(Some entries)
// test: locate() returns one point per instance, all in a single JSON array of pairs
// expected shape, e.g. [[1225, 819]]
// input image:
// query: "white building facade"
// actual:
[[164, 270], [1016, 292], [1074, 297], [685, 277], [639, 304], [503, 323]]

**STATED EXERCISE**
Lay out each nonblank line of the entries as a row in a Markdown table with the columns "Number" and "Entry line," numbering the rows in order.

**EXPECTED ANSWER**
| Number | Entry line |
|---|---|
| 1 | // test: locate() returns one point per instance, all in a single JSON array of pairs |
| 2 | // expected shape, e.g. [[1225, 819]] |
| 3 | // input image: |
| 4 | // query: "white building facade" |
| 5 | // actual: |
| 6 | [[164, 270], [1016, 292], [1074, 297], [685, 277], [639, 304], [503, 323]] |